### [The exercise]
Lay out the lines below as a two-column CSV with the header text,answer. Give each line its own row, with its text and its answer each in a single quoted field and any line breaks replaced by spaces.

### [Entries provided]
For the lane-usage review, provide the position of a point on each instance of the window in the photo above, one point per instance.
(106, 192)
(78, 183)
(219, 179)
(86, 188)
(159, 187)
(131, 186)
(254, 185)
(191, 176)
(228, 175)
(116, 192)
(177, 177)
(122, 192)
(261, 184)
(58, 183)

### [Answer for this exercise]
text,answer
"For the lane-usage review, provide the position of a point on each instance of the window in the photo above, one point per instance.","(106, 192) (78, 183) (219, 179) (86, 188) (159, 187) (131, 186) (254, 185) (191, 176) (228, 175) (116, 192) (177, 177) (122, 192) (261, 184) (58, 183)"